*** Raw data Section Begins ***

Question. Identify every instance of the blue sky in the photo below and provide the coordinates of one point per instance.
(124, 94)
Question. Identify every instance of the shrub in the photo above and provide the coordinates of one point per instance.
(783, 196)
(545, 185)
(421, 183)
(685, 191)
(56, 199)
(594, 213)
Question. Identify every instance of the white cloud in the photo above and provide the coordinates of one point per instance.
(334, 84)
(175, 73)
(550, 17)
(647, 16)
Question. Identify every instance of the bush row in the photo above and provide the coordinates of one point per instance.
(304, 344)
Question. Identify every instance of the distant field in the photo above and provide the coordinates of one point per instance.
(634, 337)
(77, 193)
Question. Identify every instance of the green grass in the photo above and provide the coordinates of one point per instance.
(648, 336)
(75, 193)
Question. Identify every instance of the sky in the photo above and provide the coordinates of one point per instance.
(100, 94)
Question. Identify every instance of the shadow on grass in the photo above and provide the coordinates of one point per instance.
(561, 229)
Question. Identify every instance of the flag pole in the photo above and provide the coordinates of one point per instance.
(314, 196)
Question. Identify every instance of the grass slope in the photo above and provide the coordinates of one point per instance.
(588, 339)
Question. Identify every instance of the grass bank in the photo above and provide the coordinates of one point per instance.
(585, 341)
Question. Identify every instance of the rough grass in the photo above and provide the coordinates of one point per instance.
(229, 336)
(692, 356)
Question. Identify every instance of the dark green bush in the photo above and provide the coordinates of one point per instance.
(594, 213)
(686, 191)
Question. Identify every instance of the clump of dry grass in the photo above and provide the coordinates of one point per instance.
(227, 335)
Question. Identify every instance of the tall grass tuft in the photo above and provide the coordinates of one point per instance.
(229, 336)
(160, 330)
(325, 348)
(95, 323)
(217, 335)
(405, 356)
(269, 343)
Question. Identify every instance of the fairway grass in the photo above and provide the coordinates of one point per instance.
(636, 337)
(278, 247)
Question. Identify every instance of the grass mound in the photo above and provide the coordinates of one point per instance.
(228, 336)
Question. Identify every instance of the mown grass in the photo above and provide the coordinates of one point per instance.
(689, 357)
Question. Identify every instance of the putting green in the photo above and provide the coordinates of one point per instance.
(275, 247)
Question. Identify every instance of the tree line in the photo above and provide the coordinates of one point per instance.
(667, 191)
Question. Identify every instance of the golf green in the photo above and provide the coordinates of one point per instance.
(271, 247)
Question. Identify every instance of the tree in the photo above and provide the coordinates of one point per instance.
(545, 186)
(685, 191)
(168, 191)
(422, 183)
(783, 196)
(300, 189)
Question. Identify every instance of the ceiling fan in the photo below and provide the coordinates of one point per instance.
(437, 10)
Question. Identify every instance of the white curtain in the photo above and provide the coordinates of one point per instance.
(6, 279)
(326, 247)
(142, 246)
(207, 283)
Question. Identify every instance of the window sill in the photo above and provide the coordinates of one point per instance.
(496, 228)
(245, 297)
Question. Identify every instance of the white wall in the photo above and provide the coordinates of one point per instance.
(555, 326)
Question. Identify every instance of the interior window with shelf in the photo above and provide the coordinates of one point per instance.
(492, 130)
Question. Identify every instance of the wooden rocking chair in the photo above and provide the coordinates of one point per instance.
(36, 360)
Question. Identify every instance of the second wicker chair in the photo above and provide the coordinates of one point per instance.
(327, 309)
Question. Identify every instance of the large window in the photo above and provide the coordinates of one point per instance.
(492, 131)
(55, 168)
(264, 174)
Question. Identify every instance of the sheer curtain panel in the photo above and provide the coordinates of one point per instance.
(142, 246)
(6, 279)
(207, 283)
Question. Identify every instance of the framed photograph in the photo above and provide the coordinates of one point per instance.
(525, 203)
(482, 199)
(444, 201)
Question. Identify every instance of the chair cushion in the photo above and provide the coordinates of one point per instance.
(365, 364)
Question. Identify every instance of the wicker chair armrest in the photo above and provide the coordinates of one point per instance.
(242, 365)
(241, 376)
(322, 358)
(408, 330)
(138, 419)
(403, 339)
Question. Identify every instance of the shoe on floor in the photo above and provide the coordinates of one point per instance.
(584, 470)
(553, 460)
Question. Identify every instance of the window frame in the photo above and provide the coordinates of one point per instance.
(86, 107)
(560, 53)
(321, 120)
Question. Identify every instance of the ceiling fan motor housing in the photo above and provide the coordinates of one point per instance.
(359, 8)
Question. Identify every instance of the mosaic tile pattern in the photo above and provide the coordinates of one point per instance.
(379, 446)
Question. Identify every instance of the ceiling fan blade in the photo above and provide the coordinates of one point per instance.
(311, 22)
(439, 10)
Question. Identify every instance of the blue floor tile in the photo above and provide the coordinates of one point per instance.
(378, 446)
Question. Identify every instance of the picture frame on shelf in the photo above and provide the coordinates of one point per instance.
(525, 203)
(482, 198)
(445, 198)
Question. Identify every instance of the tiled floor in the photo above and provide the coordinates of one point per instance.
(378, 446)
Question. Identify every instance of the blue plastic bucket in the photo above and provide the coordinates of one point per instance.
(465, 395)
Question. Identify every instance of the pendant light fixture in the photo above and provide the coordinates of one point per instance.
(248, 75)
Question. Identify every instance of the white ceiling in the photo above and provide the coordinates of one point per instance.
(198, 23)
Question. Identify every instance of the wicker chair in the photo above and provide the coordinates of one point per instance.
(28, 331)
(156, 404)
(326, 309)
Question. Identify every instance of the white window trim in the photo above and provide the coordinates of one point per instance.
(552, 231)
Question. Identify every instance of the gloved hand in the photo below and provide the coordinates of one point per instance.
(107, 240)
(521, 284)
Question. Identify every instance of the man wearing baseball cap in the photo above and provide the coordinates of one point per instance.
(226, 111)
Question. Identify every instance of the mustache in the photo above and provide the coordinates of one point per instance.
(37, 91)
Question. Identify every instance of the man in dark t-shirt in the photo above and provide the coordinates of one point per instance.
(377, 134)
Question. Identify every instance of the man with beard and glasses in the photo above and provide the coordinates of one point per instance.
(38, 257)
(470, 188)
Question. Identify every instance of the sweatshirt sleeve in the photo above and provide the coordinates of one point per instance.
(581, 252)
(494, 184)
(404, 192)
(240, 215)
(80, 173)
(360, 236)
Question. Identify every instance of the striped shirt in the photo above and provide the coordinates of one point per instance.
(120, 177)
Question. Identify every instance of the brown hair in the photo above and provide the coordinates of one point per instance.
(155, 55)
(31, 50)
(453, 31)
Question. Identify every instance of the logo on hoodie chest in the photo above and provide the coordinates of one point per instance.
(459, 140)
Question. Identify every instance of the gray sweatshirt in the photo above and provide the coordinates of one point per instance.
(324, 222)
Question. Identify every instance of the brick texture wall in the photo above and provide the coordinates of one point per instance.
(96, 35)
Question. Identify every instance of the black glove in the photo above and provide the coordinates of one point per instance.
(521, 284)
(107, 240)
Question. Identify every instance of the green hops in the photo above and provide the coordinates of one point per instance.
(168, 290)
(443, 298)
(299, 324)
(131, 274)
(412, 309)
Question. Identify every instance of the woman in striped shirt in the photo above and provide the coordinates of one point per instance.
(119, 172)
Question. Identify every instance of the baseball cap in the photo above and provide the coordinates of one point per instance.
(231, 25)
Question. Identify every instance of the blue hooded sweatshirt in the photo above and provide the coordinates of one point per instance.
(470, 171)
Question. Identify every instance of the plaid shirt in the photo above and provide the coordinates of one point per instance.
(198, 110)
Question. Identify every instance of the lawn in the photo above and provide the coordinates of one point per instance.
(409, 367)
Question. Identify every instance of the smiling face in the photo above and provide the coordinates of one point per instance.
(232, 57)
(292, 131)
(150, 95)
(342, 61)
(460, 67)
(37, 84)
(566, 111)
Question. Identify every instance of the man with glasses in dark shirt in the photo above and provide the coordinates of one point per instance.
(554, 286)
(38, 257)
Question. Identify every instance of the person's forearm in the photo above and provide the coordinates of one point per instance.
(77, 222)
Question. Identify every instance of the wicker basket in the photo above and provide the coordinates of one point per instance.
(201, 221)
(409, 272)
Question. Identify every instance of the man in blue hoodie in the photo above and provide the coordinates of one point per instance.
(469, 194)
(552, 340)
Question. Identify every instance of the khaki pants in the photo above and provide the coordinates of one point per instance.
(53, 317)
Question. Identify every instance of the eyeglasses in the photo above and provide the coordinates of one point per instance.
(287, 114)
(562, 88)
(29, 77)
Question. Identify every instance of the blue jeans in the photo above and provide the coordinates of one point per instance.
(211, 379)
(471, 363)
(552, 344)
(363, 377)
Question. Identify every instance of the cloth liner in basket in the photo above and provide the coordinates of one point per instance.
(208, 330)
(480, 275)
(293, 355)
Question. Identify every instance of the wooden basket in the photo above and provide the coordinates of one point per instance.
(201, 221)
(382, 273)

*** Raw data Section Ends ***

What you need to do — Copy the records above exactly, starting at the line that contains "Question. Identify every instance of the blue jeans" and ending at the last line, and leave out all earlier lines.

Result of this task —
Question. Identify every instance of the blue jeans in the photo above and provide the coordinates of one point per instance.
(211, 379)
(471, 363)
(552, 344)
(363, 377)
Question. Identify every instance of the cloth liner in basket in the photo above and provide the coordinates of one point per instance.
(208, 330)
(480, 275)
(293, 355)
Question. Identify every instance of the wooden basket in the photo above and provide the coordinates of one point per instance.
(201, 221)
(382, 273)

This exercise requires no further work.